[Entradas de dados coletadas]
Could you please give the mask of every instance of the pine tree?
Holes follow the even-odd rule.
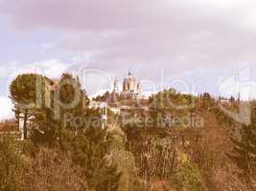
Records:
[[[251,124],[243,125],[239,138],[231,138],[233,153],[228,155],[244,178],[250,180],[256,175],[256,110],[252,113]]]

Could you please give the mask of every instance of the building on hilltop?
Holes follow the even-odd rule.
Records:
[[[113,93],[119,94],[119,87],[117,79],[114,81]],[[128,72],[127,77],[123,81],[123,90],[120,94],[121,96],[127,98],[137,98],[142,93],[141,83]]]

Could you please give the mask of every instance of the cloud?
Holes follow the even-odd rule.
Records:
[[[8,118],[14,117],[12,109],[12,103],[10,98],[6,96],[0,96],[0,121]]]
[[[253,0],[4,1],[12,29],[57,32],[59,44],[51,49],[62,56],[86,54],[77,65],[119,78],[128,68],[153,81],[160,80],[160,67],[167,80],[211,69],[213,77],[202,79],[207,88],[222,71],[256,61]],[[42,64],[35,66],[52,67]]]

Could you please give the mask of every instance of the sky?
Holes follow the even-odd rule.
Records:
[[[89,95],[130,70],[145,91],[218,96],[249,84],[244,97],[256,96],[254,0],[0,0],[0,120],[24,73],[89,74]]]

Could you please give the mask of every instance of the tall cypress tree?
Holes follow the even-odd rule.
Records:
[[[233,153],[228,155],[247,180],[256,175],[256,108],[251,117],[251,124],[243,125],[239,138],[231,138]]]

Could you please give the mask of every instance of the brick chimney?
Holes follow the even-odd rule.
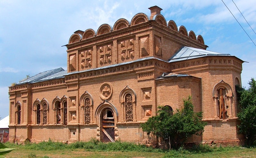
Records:
[[[161,14],[161,11],[163,10],[162,8],[156,5],[148,8],[150,11],[150,20],[152,20],[153,17],[155,15],[160,14]]]

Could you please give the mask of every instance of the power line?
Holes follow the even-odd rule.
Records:
[[[228,6],[227,6],[227,5],[226,5],[226,4],[225,4],[225,3],[224,3],[224,2],[223,1],[223,0],[221,0],[221,1],[222,1],[222,2],[223,2],[223,3],[225,5],[225,6],[226,6],[226,7],[227,7],[227,8],[228,8],[228,10],[229,11],[229,12],[230,12],[230,13],[231,13],[231,14],[232,14],[232,15],[233,16],[233,17],[234,17],[235,19],[236,19],[236,21],[237,21],[237,22],[239,24],[239,25],[240,25],[240,26],[243,29],[244,31],[244,32],[245,32],[245,33],[247,35],[247,36],[248,36],[248,37],[249,37],[249,38],[251,39],[251,40],[252,41],[252,43],[253,43],[253,44],[254,44],[254,45],[255,45],[255,46],[256,46],[256,44],[255,44],[255,43],[254,43],[253,42],[253,41],[252,41],[252,38],[251,38],[251,37],[250,37],[250,36],[249,36],[249,35],[248,35],[248,34],[246,32],[246,31],[245,31],[245,30],[244,30],[244,28],[243,28],[243,27],[242,26],[242,25],[241,25],[241,24],[240,24],[240,23],[239,23],[239,22],[238,21],[237,21],[237,20],[236,19],[236,17],[235,17],[235,16],[234,16],[234,15],[233,15],[233,14],[232,13],[232,12],[231,12],[231,11],[230,11],[230,10],[229,10],[229,9],[228,9]]]
[[[246,22],[248,24],[248,25],[249,25],[249,26],[250,26],[250,28],[251,28],[252,29],[252,31],[253,31],[254,32],[254,33],[255,34],[255,35],[256,35],[256,33],[255,33],[255,31],[254,31],[254,30],[253,30],[253,29],[252,29],[252,27],[251,27],[251,25],[250,25],[250,24],[249,24],[249,23],[248,23],[248,22],[247,21],[247,20],[246,20],[246,19],[245,19],[245,18],[244,18],[244,15],[243,15],[243,14],[242,14],[242,13],[240,11],[240,10],[239,10],[239,9],[238,9],[238,8],[237,7],[237,6],[236,6],[236,4],[235,3],[235,2],[234,2],[234,1],[233,1],[233,0],[232,0],[232,2],[233,2],[233,3],[234,3],[234,4],[235,4],[235,5],[236,5],[236,8],[237,8],[237,9],[238,9],[238,10],[239,10],[239,12],[240,12],[240,13],[241,13],[241,14],[242,15],[242,16],[243,16],[243,17],[244,17],[244,20],[245,20],[245,21],[246,21]]]

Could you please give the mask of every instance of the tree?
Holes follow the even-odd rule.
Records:
[[[0,158],[4,158],[4,155],[15,149],[15,148],[8,148],[8,147],[0,142]]]
[[[158,107],[157,115],[141,124],[143,130],[163,138],[169,148],[177,149],[193,134],[201,135],[207,123],[202,121],[202,112],[194,112],[191,96],[183,99],[184,108],[172,114],[166,107]]]
[[[256,140],[256,81],[251,79],[247,90],[236,86],[239,103],[238,119],[241,123],[238,126],[239,132],[243,134],[247,145],[251,146]]]

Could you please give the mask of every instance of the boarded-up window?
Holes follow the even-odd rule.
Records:
[[[130,94],[127,94],[125,96],[125,121],[127,122],[132,122],[133,120],[132,115],[132,98]]]

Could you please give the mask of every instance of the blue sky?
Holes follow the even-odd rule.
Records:
[[[221,0],[0,1],[0,117],[9,115],[8,87],[27,75],[62,67],[67,69],[65,47],[73,33],[101,24],[113,26],[121,18],[150,15],[157,5],[166,20],[201,35],[207,50],[234,55],[243,65],[242,85],[256,78],[256,46]],[[256,35],[231,0],[223,1],[254,43]],[[233,0],[256,31],[256,1]]]

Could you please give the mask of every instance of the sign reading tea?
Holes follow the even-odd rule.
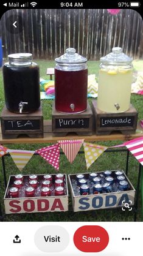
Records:
[[[38,130],[40,119],[4,120],[5,130]]]

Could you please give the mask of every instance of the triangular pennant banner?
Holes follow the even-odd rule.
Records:
[[[35,151],[17,149],[8,149],[7,152],[10,153],[16,165],[20,171],[26,166],[35,153]]]
[[[143,137],[130,140],[124,144],[138,161],[143,165]]]
[[[108,148],[106,146],[86,142],[83,143],[83,146],[87,169]]]
[[[84,140],[58,140],[60,147],[65,154],[70,163],[72,163],[79,151]]]
[[[58,170],[60,149],[60,144],[56,143],[37,149],[35,152],[38,153],[44,160],[48,162],[51,165],[53,166],[55,170]]]
[[[7,148],[0,145],[0,157],[7,153]]]

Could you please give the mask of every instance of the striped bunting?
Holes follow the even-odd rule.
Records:
[[[10,153],[15,164],[20,171],[26,166],[35,152],[35,151],[29,150],[17,149],[8,149],[7,152]]]
[[[70,163],[72,163],[79,151],[84,140],[58,140],[63,151]]]
[[[143,165],[143,137],[124,143],[138,161]]]

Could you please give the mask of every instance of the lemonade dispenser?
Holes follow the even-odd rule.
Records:
[[[108,113],[124,112],[130,108],[133,58],[114,47],[100,58],[97,107]]]

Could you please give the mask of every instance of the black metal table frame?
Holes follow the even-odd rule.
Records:
[[[125,173],[126,175],[128,176],[128,163],[129,163],[129,156],[130,152],[127,149],[108,149],[104,153],[106,152],[127,152],[127,159],[126,159],[126,168],[125,168]],[[78,154],[83,154],[84,151],[79,151]],[[63,154],[63,152],[60,152],[60,154]],[[34,155],[38,155],[38,153],[34,153]],[[4,156],[1,157],[2,159],[2,171],[3,171],[3,177],[4,177],[4,181],[5,188],[7,187],[7,177],[6,177],[6,170],[5,170],[5,160],[4,159],[5,157],[10,156],[10,154],[6,154]],[[140,181],[141,181],[141,167],[142,165],[141,164],[139,164],[139,170],[138,170],[138,182],[137,182],[137,187],[136,189],[136,194],[135,194],[135,200],[134,200],[134,204],[133,208],[133,210],[134,211],[134,221],[136,221],[136,216],[138,213],[138,200],[139,200],[139,188],[140,188]],[[4,219],[4,216],[2,215],[2,211],[1,209],[1,200],[0,200],[0,220]]]

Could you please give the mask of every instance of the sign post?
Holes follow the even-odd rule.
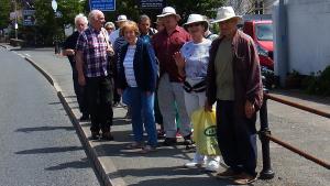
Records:
[[[23,10],[23,25],[34,25],[35,18],[34,18],[35,10]]]
[[[89,0],[89,8],[102,12],[116,11],[116,0]]]
[[[166,0],[140,0],[140,9],[163,9]]]

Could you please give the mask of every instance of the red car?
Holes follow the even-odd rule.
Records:
[[[244,21],[243,32],[250,35],[255,42],[261,65],[274,70],[273,21]]]

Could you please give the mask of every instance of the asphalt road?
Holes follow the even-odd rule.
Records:
[[[54,77],[66,96],[70,97],[74,95],[72,90],[70,68],[65,57],[55,56],[53,48],[20,50],[16,51],[16,53],[37,62],[40,66]],[[277,92],[277,95],[282,94],[282,91]],[[75,99],[73,98],[73,100]],[[316,108],[321,106],[321,110],[329,111],[330,109],[329,100],[301,98],[295,101]],[[77,110],[74,101],[70,100],[69,105],[74,110]],[[130,122],[125,122],[122,119],[125,113],[122,109],[114,109],[114,112],[113,134],[116,141],[92,142],[100,156],[107,161],[111,160],[112,164],[117,167],[118,174],[116,174],[114,177],[122,177],[128,185],[142,186],[228,185],[227,183],[213,178],[212,174],[205,174],[200,169],[184,168],[184,163],[191,158],[193,153],[185,153],[183,146],[174,149],[160,147],[158,152],[147,156],[124,151],[124,145],[130,141],[131,125]],[[79,113],[77,116],[79,116]],[[330,145],[328,145],[330,144],[329,119],[271,100],[268,101],[268,119],[272,134],[275,136],[321,160],[330,160]],[[89,129],[87,129],[87,134],[89,134]],[[275,143],[271,143],[271,156],[275,177],[271,180],[257,180],[253,185],[330,185],[329,169],[316,165]],[[108,162],[103,163],[107,167]],[[258,172],[262,169],[261,165],[261,145],[258,145]]]
[[[54,88],[0,47],[0,186],[100,185]]]

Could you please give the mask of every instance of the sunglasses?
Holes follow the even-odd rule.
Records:
[[[187,25],[187,28],[199,26],[199,25],[201,25],[201,23],[190,23]]]

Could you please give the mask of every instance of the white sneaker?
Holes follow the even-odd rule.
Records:
[[[195,153],[194,160],[185,164],[186,167],[193,168],[197,166],[202,166],[205,164],[205,156],[200,155],[199,153]]]
[[[207,161],[205,169],[209,172],[218,172],[219,166],[219,161],[217,158],[211,158]]]
[[[194,168],[194,167],[198,167],[198,166],[202,166],[204,162],[188,162],[185,164],[185,166],[187,168]]]

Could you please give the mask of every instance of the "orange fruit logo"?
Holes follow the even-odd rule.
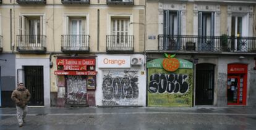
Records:
[[[179,67],[179,62],[177,59],[174,58],[175,54],[170,55],[164,54],[164,55],[167,58],[164,59],[163,60],[163,67],[164,69],[168,71],[174,71],[177,70]]]

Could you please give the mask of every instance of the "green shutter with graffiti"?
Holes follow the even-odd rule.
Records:
[[[148,106],[192,107],[193,63],[179,59],[179,67],[174,71],[163,67],[164,59],[147,63],[148,68]]]

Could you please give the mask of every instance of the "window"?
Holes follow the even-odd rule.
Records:
[[[181,35],[181,11],[164,10],[164,35]]]
[[[82,47],[88,46],[88,36],[87,35],[85,16],[66,16],[66,35],[62,36],[63,47],[69,49],[79,50]]]
[[[198,49],[212,51],[214,49],[215,12],[198,12]]]
[[[164,50],[176,50],[181,45],[177,35],[181,35],[181,11],[164,10]],[[175,36],[174,36],[175,35]]]
[[[111,35],[113,36],[114,43],[116,45],[129,43],[129,18],[111,18]]]
[[[231,49],[247,50],[247,40],[242,36],[248,36],[247,32],[246,15],[233,14],[231,18]]]
[[[43,16],[20,16],[19,40],[25,43],[41,44],[43,34]]]
[[[198,12],[198,35],[214,36],[215,13]]]

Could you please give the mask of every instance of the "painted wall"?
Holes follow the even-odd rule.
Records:
[[[49,59],[45,58],[16,58],[15,71],[19,71],[19,81],[24,81],[23,74],[19,69],[22,69],[22,66],[35,65],[43,66],[43,84],[44,84],[44,104],[45,107],[50,107],[50,75]],[[16,74],[16,83],[18,80]]]
[[[255,89],[255,61],[253,57],[246,57],[244,59],[239,59],[237,57],[221,57],[219,58],[218,70],[218,100],[217,105],[224,107],[227,105],[226,85],[228,75],[228,64],[229,63],[245,63],[248,65],[247,73],[247,105],[255,106],[256,105],[256,93]]]
[[[23,15],[40,15],[45,16],[43,23],[46,36],[46,46],[48,52],[61,52],[61,35],[65,35],[65,15],[86,15],[88,25],[87,30],[90,35],[90,52],[105,52],[106,38],[110,28],[110,15],[124,16],[129,15],[130,34],[134,36],[134,51],[143,52],[144,50],[145,10],[144,0],[134,0],[134,6],[119,5],[109,6],[106,0],[90,1],[88,5],[63,5],[61,0],[47,0],[46,5],[19,5],[15,0],[3,1],[0,7],[0,18],[2,27],[0,27],[0,35],[3,36],[3,51],[11,52],[13,46],[16,51],[17,35],[19,35],[19,17]],[[13,4],[10,4],[11,3]],[[11,9],[12,10],[11,10]],[[100,50],[97,45],[97,12],[100,10]],[[12,15],[12,28],[11,29],[10,14]],[[1,22],[0,22],[1,23]],[[4,26],[4,28],[3,28]],[[2,33],[1,33],[2,31]],[[11,33],[12,36],[11,38]],[[11,41],[11,40],[12,40]]]
[[[0,55],[1,67],[1,94],[0,107],[15,107],[14,103],[11,99],[12,91],[15,87],[15,55],[1,54]],[[6,60],[6,61],[4,61]]]
[[[113,55],[98,55],[107,57]],[[141,57],[143,64],[126,68],[98,68],[95,91],[96,106],[145,106],[146,72],[143,55],[125,55]],[[98,63],[96,58],[96,63]]]
[[[225,1],[227,2],[227,1]],[[247,4],[241,5],[239,2],[248,2]],[[149,0],[146,3],[146,32],[145,32],[145,47],[146,51],[154,51],[158,49],[158,41],[157,36],[163,33],[163,9],[169,10],[183,10],[183,15],[186,20],[182,28],[186,27],[186,33],[182,35],[198,35],[198,11],[214,11],[215,12],[215,36],[221,36],[223,34],[231,33],[231,16],[233,13],[249,14],[247,30],[249,36],[255,36],[256,32],[255,14],[256,8],[252,6],[251,1],[241,1],[236,3],[224,2],[221,1],[216,3],[194,2],[177,2],[176,1],[153,1]],[[253,2],[255,3],[255,2]],[[243,3],[244,4],[244,3]],[[177,9],[177,6],[182,5]],[[169,7],[168,8],[166,7]],[[229,8],[229,7],[230,8]],[[237,9],[240,7],[242,10]],[[235,9],[234,10],[233,9]],[[148,15],[150,14],[150,15]],[[182,23],[183,24],[183,23]],[[252,26],[252,28],[251,28]],[[150,39],[149,36],[155,36],[156,39]]]
[[[179,60],[178,70],[169,72],[163,68],[163,60],[155,59],[147,63],[148,106],[192,107],[192,63],[187,60]],[[182,66],[182,64],[186,65]]]

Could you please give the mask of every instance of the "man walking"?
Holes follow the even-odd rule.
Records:
[[[27,104],[30,96],[30,93],[22,83],[19,83],[17,89],[12,92],[11,98],[16,104],[17,118],[19,127],[22,127],[23,123],[25,123],[24,118],[28,110]]]

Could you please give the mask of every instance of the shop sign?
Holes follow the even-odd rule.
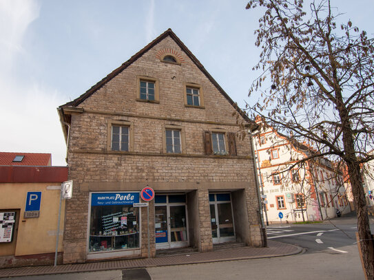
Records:
[[[139,202],[139,193],[92,193],[91,205],[111,206],[134,204]]]

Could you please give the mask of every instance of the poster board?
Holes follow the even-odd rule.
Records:
[[[12,242],[15,223],[15,212],[0,212],[0,242]]]

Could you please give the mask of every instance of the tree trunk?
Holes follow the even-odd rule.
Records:
[[[370,230],[365,194],[362,186],[360,168],[358,164],[349,163],[348,173],[354,197],[357,217],[358,236],[361,252],[368,279],[374,279],[374,244]],[[359,247],[360,248],[360,247]]]

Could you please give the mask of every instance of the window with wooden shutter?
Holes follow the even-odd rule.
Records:
[[[211,147],[211,136],[210,131],[204,131],[204,143],[205,144],[205,155],[211,155],[213,148]]]
[[[229,154],[230,155],[237,155],[235,133],[233,132],[229,132],[227,136],[229,138]]]

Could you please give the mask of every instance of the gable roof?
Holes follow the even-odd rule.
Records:
[[[229,95],[223,90],[223,89],[218,85],[218,83],[213,78],[213,77],[208,73],[208,72],[204,68],[204,66],[200,63],[200,61],[196,58],[196,57],[189,50],[185,45],[185,44],[180,41],[179,38],[175,34],[173,31],[169,28],[158,37],[155,39],[142,50],[132,56],[127,61],[123,63],[119,67],[112,72],[106,77],[103,78],[101,81],[97,83],[96,85],[92,86],[90,89],[86,92],[82,94],[79,98],[74,99],[72,101],[68,102],[67,103],[61,105],[59,107],[59,111],[61,109],[63,109],[64,107],[76,107],[79,105],[82,102],[88,98],[91,95],[92,95],[95,91],[100,89],[103,87],[107,83],[110,81],[116,76],[120,74],[122,71],[126,69],[129,65],[136,61],[138,58],[142,56],[145,52],[160,42],[162,40],[169,36],[180,47],[180,49],[188,56],[188,57],[195,63],[198,68],[207,76],[207,78],[211,82],[213,85],[217,88],[217,89],[222,94],[222,95],[230,103],[230,104],[235,108],[235,109],[240,114],[240,116],[247,122],[252,122],[248,116],[238,107],[236,103],[229,96]]]
[[[20,160],[14,161],[17,155]],[[0,165],[47,166],[52,165],[52,155],[39,153],[0,152]]]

## A tarefa
Selecione e copie todas as linhas acima em que aparece a palavra "shutter".

## O resultado
Could you please give the mask of every instance of the "green shutter with graffiti"?
Could you please give the mask of every instance of the window with wooden shutter?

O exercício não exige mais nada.